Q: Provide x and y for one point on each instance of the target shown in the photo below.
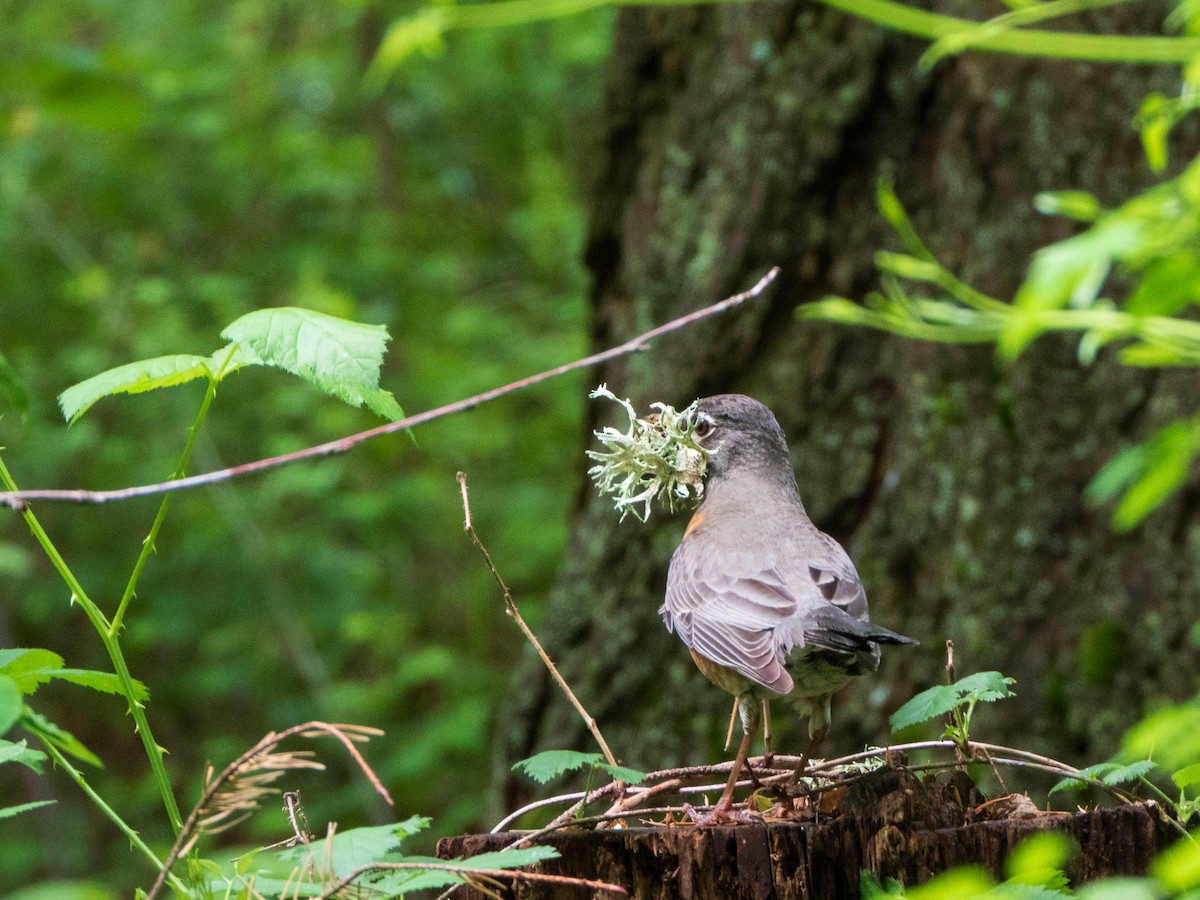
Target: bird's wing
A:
(729, 615)
(834, 576)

■ Your task ■
The entries above need to be transcribed exactly, with the images left out.

■ The completed task ■
Q: Provide x and y for one point on each instance of the target shown in the photo below.
Target: bird's wing
A:
(729, 615)
(834, 576)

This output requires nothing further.